**Request 1:**
Rewrite the records as a Markdown table with the columns Row and Line, beginning at the line with "Spot any black life vest in the frame." and continuing through the final line of the records. Leave out any blank lines.

Start Document passage

The next week, Hartwell and his wife set off for Denver to find work. The money Verna made washing at the hotel was not enough to keep them on the farm. In the city, they stayed with friends who had lined up a job for Verna as a maid at a doctor's house. There was no work for Hartwell and no room for him at the doctor's house. The farmer said goodbye to his wife and returned to Inavale. The separation was supposed to be temporary. The dust, the drought, the fractured farm had broken the last thing they had: their bond. It was the first time they were apart in twenty-six years of marriage. Hartwell moped around his farm, talking to himself and writing in his diary, without even a horse or hog to keep him company. He played music, and at times he was so low he cried at the sight of one of Verna's dresses or a half-opened can of peaches.
"I can hardly call it home anymore. I can't write how I really feel about that."
Oct 7
I wrote to Verna. It seems so long since she was here. Yet it is only a week! How will it seem if the days go on into weeks, the weeks into months, the months into...
Nov 2
I did a rash thing today & started for Colo & when I got as far as McCook I changed my mind & came home. I just didn't have the money to go on.
Nov 24
The first thanksgiving since 1912 when Verna & I haven't been together. Will we ever live together again?
Dec 19
I never saw fields any drier. Everything is filled with dust.
Dec 21
I went up & took some pictures of abandoned farms N. of here (I intend to put them in a book) in the forenoon. Little is left up there of a once prosperous country. Drouth has all but obliterated a fairly prosperous farming region. Vacant houses, tumble-down buildings, weed-grown fields are all that remain.
Dec 24
Very dry everywhere. I raked the N. side of our yard in the forenoon. I swept and dusted in the afternoon. I trimmed the tree and lighted it in the evening, so it was lighted when Verna came up from the depot. She got home at 10 p.m.

End Document passage
Start Items

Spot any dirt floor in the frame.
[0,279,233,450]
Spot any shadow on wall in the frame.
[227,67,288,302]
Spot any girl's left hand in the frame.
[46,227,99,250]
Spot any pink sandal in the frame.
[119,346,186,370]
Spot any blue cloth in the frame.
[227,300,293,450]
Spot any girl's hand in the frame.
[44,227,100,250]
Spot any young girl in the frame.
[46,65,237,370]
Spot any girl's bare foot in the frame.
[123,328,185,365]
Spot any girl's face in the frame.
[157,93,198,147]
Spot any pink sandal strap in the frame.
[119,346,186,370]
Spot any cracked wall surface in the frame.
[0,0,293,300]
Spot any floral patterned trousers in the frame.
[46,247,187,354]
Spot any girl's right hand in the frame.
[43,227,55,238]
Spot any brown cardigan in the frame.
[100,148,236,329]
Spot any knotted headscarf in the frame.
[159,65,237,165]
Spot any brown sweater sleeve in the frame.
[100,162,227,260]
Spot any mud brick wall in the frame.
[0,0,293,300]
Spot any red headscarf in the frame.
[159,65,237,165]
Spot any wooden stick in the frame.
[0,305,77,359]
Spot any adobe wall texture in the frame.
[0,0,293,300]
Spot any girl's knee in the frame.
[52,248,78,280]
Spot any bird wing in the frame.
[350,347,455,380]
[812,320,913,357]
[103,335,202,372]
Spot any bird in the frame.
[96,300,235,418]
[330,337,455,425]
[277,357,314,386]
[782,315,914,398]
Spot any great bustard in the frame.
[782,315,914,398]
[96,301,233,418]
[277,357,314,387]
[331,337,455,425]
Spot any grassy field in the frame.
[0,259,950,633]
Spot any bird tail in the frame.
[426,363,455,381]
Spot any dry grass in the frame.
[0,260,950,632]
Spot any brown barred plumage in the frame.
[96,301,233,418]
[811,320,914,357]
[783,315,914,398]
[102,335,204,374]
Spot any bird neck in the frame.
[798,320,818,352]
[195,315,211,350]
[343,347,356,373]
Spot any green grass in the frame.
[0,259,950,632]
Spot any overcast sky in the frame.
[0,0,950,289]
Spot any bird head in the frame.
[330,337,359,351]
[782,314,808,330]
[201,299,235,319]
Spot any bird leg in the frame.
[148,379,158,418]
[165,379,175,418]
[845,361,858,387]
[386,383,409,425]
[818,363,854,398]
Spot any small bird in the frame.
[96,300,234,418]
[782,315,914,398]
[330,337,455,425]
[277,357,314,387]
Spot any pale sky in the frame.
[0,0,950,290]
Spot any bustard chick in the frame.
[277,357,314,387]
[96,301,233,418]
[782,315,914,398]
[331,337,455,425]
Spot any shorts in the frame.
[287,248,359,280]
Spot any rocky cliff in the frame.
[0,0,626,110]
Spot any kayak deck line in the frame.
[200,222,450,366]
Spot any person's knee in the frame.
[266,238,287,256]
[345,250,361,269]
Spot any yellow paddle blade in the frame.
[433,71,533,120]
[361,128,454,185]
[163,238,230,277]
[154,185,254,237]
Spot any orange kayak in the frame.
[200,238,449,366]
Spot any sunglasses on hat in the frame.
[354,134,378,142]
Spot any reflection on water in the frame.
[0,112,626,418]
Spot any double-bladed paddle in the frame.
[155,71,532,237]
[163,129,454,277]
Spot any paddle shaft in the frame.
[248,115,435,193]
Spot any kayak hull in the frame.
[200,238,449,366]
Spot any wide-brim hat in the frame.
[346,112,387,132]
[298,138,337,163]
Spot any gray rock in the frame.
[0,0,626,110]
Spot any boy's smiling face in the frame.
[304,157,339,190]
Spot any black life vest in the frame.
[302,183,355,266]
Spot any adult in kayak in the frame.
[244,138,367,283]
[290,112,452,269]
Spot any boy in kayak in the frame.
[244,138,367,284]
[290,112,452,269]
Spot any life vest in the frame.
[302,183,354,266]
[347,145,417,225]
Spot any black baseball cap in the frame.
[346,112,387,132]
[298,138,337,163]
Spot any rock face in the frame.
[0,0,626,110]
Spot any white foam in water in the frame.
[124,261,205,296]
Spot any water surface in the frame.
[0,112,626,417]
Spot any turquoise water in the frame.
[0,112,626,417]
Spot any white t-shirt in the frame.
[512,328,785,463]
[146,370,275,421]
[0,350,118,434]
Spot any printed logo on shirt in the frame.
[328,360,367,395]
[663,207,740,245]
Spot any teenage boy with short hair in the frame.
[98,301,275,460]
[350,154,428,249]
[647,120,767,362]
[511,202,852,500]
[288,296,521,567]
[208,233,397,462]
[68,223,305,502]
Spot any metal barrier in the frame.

End Items

**Request 2:**
In two sentences, summarize the passage about Hartwell and Verna.

**Solution 1:**
| Row | Line |
|---|---|
| 1 | Spot any black life vest in the frame. |
| 2 | [302,183,355,266] |
| 3 | Spot any adult in kayak in the frame. |
| 4 | [244,138,367,283] |
| 5 | [290,112,452,269] |
| 6 | Spot any boy in kayak in the frame. |
| 7 | [244,138,367,284] |
| 8 | [290,112,452,269] |
| 9 | Spot any life vest in the frame. |
| 10 | [302,183,354,266] |
| 11 | [347,145,417,225] |
| 12 | Spot any black baseball cap in the frame. |
| 13 | [346,112,387,132] |
| 14 | [298,138,337,163] |
| 15 | Spot any rock face in the frame. |
| 16 | [0,0,626,110] |
| 17 | Spot any white foam in water in the frame. |
| 18 | [124,261,205,296] |
| 19 | Spot any water surface in the frame. |
| 20 | [0,112,626,417] |
| 21 | Spot any turquoise water in the frame. |
| 22 | [0,112,626,417] |
| 23 | Spot any white t-shirt in the frame. |
| 24 | [512,328,785,463] |
| 25 | [146,370,275,421] |
| 26 | [0,350,118,434] |
| 27 | Spot any printed logo on shirt in the frame. |
| 28 | [328,360,367,395] |
| 29 | [663,207,740,245] |
| 30 | Spot any teenage boy with short hair in the frame. |
| 31 | [98,301,275,460] |
| 32 | [350,154,428,249] |
| 33 | [647,120,767,362] |
| 34 | [511,202,852,500] |
| 35 | [288,296,521,567] |
| 36 | [208,233,397,462] |
| 37 | [68,223,305,502] |
| 38 | Spot any metal barrier in the frame. |

**Solution 2:**
Verna's hotel washing did not bring in enough to keep the farm, so she and Hartwell went to Denver, where she took a job as a maid at a doctor's house. He went back alone to Inavale, their first time apart in twenty-six years of marriage, and his diary entries from October to December tell of loneliness, a trip toward Colorado that he abandoned for lack of money, dust-filled fields, and abandoned farms to the north, ending when Verna came home on December 24.